(Excerpts of bounding box data)
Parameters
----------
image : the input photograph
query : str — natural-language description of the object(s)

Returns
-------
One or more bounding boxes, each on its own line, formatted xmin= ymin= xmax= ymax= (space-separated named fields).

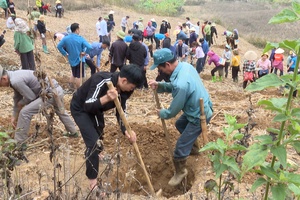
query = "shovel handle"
xmin=106 ymin=81 xmax=156 ymax=197
xmin=200 ymin=98 xmax=208 ymax=144
xmin=153 ymin=90 xmax=173 ymax=158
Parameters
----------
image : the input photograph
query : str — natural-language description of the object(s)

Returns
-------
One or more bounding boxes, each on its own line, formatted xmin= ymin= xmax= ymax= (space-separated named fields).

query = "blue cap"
xmin=150 ymin=48 xmax=174 ymax=70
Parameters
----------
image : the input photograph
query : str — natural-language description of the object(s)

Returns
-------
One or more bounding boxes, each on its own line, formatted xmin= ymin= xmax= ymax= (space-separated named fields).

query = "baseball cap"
xmin=150 ymin=48 xmax=174 ymax=70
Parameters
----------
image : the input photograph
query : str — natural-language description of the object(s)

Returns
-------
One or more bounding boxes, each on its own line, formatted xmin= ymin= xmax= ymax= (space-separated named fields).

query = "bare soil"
xmin=0 ymin=1 xmax=299 ymax=199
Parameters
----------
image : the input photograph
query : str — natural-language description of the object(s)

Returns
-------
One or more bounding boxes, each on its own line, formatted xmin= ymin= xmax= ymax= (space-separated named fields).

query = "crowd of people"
xmin=0 ymin=5 xmax=296 ymax=196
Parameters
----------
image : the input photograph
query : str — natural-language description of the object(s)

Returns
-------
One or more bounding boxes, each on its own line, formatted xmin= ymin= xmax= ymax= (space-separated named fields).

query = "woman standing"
xmin=207 ymin=50 xmax=224 ymax=82
xmin=256 ymin=53 xmax=271 ymax=78
xmin=243 ymin=51 xmax=257 ymax=89
xmin=231 ymin=49 xmax=241 ymax=83
xmin=14 ymin=18 xmax=35 ymax=70
xmin=273 ymin=48 xmax=284 ymax=76
xmin=37 ymin=15 xmax=49 ymax=54
xmin=222 ymin=44 xmax=231 ymax=78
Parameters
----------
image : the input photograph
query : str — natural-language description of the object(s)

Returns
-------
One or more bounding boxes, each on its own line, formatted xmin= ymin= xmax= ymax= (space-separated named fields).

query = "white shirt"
xmin=6 ymin=17 xmax=16 ymax=29
xmin=121 ymin=17 xmax=127 ymax=27
xmin=96 ymin=20 xmax=100 ymax=36
xmin=98 ymin=19 xmax=108 ymax=36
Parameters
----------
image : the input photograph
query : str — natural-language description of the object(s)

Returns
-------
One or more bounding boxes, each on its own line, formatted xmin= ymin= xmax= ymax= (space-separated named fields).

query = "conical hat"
xmin=275 ymin=48 xmax=284 ymax=54
xmin=244 ymin=51 xmax=257 ymax=60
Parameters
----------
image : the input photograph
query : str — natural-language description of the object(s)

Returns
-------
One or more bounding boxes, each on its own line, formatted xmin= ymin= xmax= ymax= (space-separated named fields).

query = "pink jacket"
xmin=207 ymin=51 xmax=220 ymax=67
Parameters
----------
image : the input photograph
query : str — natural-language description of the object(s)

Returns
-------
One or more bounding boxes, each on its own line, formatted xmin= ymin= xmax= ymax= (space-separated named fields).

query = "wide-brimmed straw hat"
xmin=244 ymin=51 xmax=257 ymax=60
xmin=190 ymin=27 xmax=196 ymax=32
xmin=117 ymin=30 xmax=125 ymax=40
xmin=275 ymin=48 xmax=284 ymax=54
xmin=261 ymin=52 xmax=269 ymax=58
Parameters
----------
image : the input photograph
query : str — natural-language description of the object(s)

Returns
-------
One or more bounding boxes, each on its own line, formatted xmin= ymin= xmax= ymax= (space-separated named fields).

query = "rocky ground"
xmin=0 ymin=1 xmax=299 ymax=199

**Written problem**
Write out all of the lines above verbatim, omitting the pictures.

**Finished task**
Parameters
----------
image : the input photograph
query : str — natural-language description of the object(s)

Returns
-------
One or more bounding boxes, each on its own line, formatted xmin= ymin= xmax= ymax= (space-separated named fields).

query = "shovel handle"
xmin=106 ymin=81 xmax=156 ymax=197
xmin=200 ymin=98 xmax=208 ymax=144
xmin=153 ymin=90 xmax=173 ymax=158
Parameters
----------
image : the input photograph
query : str — natural-language description of the object(s)

Returns
-------
One or more bounding boxes, each on its own line, formatted xmin= ymin= xmax= ymax= (space-separated named fields).

query = "blue cap"
xmin=150 ymin=48 xmax=174 ymax=70
Parameters
----------
image : the input photograph
query : str — natural-language description of the object(s)

Returns
-------
One or more bounding boxes, each on its own line, formatted xmin= ymin= xmax= ymax= (space-separated named fields).

query = "baseball cap"
xmin=150 ymin=48 xmax=174 ymax=70
Parameters
----------
image : the input photograph
query : str — natural-language description of the object(s)

Returns
-------
One or more bounding boxes, each on its own line, formatted xmin= ymin= xmax= ymax= (space-separated named fields).

query = "bare soil"
xmin=0 ymin=1 xmax=299 ymax=199
Parameters
----------
image : the input photograph
query : str — natural-language description of the object(s)

Returns
-------
One or more bounding boxes, each on its own line, formatted xmin= ymin= xmax= ymax= (space-separated named fields).

query = "crowd of people"
xmin=0 ymin=5 xmax=296 ymax=196
Parameters
----------
image : the input photograph
query : str — natural-language description of the object(s)

Returns
-------
One or more bounding boxes, each on its own line, formatted xmin= ymin= xmax= ymax= (space-separated named fields).

query = "woman standing"
xmin=207 ymin=50 xmax=224 ymax=82
xmin=256 ymin=53 xmax=271 ymax=78
xmin=243 ymin=51 xmax=257 ymax=89
xmin=231 ymin=49 xmax=241 ymax=83
xmin=14 ymin=18 xmax=35 ymax=70
xmin=273 ymin=48 xmax=284 ymax=76
xmin=37 ymin=15 xmax=49 ymax=54
xmin=222 ymin=44 xmax=231 ymax=78
Parameters
----------
image : the input photograph
query : str — natural-language description of the object(s)

Returns
-------
One or more bounding boxes, each on its own line, formatted xmin= ymin= xmax= ymax= (space-separated named fields).

query = "white shirt"
xmin=6 ymin=17 xmax=16 ymax=29
xmin=121 ymin=17 xmax=127 ymax=27
xmin=96 ymin=20 xmax=100 ymax=36
xmin=98 ymin=19 xmax=108 ymax=36
Parameters
----------
image : the input photograph
query : str — natural-language description of the object(s)

Returns
-------
One or more bounding boxes, each on its own line, formatted xmin= ymin= xmax= ymax= (space-separated named fields).

query = "conical hat"
xmin=275 ymin=48 xmax=284 ymax=54
xmin=244 ymin=51 xmax=257 ymax=60
Parameters
----------
image : the input photograph
query : str — natural-language description of the object(s)

Returns
-------
One or more bounding boxes, each on its own line, formatted xmin= ymin= xmax= ymax= (space-separated named fields).

query = "pink jacket"
xmin=207 ymin=51 xmax=220 ymax=67
Parameters
----------
image : the input photograph
query : str — natural-language description of the object(s)

Returns
-------
One or more bounding boxes, each on its own line, formatted xmin= ymin= xmax= ymax= (space-separated named fields).

query = "wide-brimmed straw hat"
xmin=244 ymin=51 xmax=257 ymax=60
xmin=190 ymin=27 xmax=196 ymax=32
xmin=117 ymin=30 xmax=125 ymax=40
xmin=275 ymin=48 xmax=284 ymax=54
xmin=261 ymin=52 xmax=269 ymax=58
Parameters
----------
image : the input photograph
query : str — natural-language description of the object(s)

Returns
-------
One or more bounding boxes, each on its own line, formatted xmin= ymin= xmax= ymax= (space-separated named fields).

query = "rocky ground"
xmin=0 ymin=1 xmax=299 ymax=199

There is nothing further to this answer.